──────── Records for processing ────────

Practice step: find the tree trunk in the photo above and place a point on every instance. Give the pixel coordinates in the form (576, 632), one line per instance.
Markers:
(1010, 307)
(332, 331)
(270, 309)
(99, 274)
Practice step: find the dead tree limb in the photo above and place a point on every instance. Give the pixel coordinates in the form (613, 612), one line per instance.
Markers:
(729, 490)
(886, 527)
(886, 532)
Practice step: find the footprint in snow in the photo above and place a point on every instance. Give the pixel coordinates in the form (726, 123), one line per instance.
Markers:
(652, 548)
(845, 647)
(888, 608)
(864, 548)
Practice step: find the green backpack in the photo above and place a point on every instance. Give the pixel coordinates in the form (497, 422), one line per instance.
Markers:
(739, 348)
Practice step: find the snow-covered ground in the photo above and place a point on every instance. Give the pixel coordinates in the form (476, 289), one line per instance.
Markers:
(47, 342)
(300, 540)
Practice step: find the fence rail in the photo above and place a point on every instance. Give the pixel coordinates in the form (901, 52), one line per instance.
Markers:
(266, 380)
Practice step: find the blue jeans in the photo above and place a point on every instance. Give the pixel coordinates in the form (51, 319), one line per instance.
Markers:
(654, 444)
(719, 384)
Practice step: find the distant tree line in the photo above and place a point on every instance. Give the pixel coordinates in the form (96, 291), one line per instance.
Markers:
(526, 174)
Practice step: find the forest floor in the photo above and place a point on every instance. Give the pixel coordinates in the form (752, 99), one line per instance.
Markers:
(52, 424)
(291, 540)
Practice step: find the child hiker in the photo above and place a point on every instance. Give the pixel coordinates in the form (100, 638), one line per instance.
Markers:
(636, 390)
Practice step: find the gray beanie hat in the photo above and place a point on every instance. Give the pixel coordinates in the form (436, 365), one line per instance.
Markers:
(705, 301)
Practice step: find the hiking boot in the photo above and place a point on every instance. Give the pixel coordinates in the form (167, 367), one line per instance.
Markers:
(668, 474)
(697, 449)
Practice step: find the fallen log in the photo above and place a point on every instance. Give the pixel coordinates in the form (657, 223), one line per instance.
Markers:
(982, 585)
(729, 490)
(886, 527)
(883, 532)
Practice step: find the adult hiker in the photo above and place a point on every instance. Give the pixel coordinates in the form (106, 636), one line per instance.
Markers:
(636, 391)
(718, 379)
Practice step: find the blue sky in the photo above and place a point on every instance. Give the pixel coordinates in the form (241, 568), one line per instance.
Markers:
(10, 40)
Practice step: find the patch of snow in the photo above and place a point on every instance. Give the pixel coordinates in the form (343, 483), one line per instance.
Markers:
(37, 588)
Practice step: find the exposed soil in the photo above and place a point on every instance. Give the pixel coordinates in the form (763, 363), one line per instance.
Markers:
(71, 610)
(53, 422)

────────

▶ **Task to carry out**
Please copy every line of the rows above word for word, keeping them in their original order.

▶ **Output**
Practice step: find the tree trunk in the photo above and place a point on every instance. Give the pixel coordinates in the form (576, 632), one line per instance.
Markers:
(1010, 307)
(332, 331)
(270, 309)
(99, 274)
Practice step: find the dead tree limb in the photo above and place a point on every instance. Give the pixel coordinates in the form (613, 612), one line per instance.
Markers:
(729, 490)
(886, 527)
(886, 532)
Practice step: find the footprint in snow in the photo above and place a point on every instance. Give the pixel coordinates in the form (726, 123), one line per instance.
Markers:
(652, 548)
(845, 647)
(888, 608)
(864, 548)
Practice step: find the green backpack in the photo above and place a point on every instance. Give the pixel coordinates in the form (497, 422), one line per instance.
Markers:
(739, 348)
Practice step: find the snow-covered ground in the photo above and place a point on every instance. Give the pixel coordinates in the form (476, 289), one line per instance.
Markers:
(47, 342)
(300, 540)
Practice step: find the fence rail in the photo above and place a point on every instance. Give the pixel coordinates in the form (901, 52), one line per instance.
Markers:
(266, 380)
Practice step: find the blue jeans in the photo above and place a point on every instance. Give the pixel coordinates in the form (51, 319), one line per instance.
Markers:
(654, 444)
(719, 384)
Practice step: find the distant tree line in the photo above and place a point on every instance. Give the pixel coordinates in the form (96, 291), one line per instance.
Markers:
(526, 174)
Practice step: find the forest floor in the photo above and place a point on every instance. Give the pixel coordinates in the form (752, 99), one line per instance.
Markers:
(52, 424)
(291, 540)
Practice step: find the child hiker in the photo above and place a point on every instance. Give the pixel coordinates in the form (100, 638), one line per instance.
Markers:
(636, 390)
Practice step: find the gray beanie hat in the photo above and place a point on every instance. Give the pixel coordinates in the form (436, 365), one line per instance.
Markers:
(705, 301)
Practice step: find the hiking boot in the photo above and place a point on every instance. Give the pixel coordinates in the form (167, 367), one line per instance.
Markers:
(668, 474)
(697, 449)
Practice step: find the fallen log in the photo above and place a point on every instance. Give the pixel coordinates in the form (657, 223), one line per instance.
Markers:
(982, 585)
(729, 490)
(886, 527)
(883, 532)
Practice step: find the adult hiker in the photo above and place a point on every instance. Give the pixel coordinates in the form (106, 636), one line per instance.
Markers:
(636, 391)
(718, 379)
Practice step: find the blue sky in the photo above and place a point on every instance. Give the pixel coordinates in the form (241, 568), one line per instance.
Markers:
(10, 40)
Practice step: find the patch of snow in the photo above and place a point on every instance. Give the pixel coordinates in the form (343, 483), one line per instance.
Markers:
(37, 588)
Practice step: find the exposed soil in the photo above and place a point on every instance. Give the pixel coordinates in the form (763, 363), one line per instance.
Markers:
(71, 610)
(53, 422)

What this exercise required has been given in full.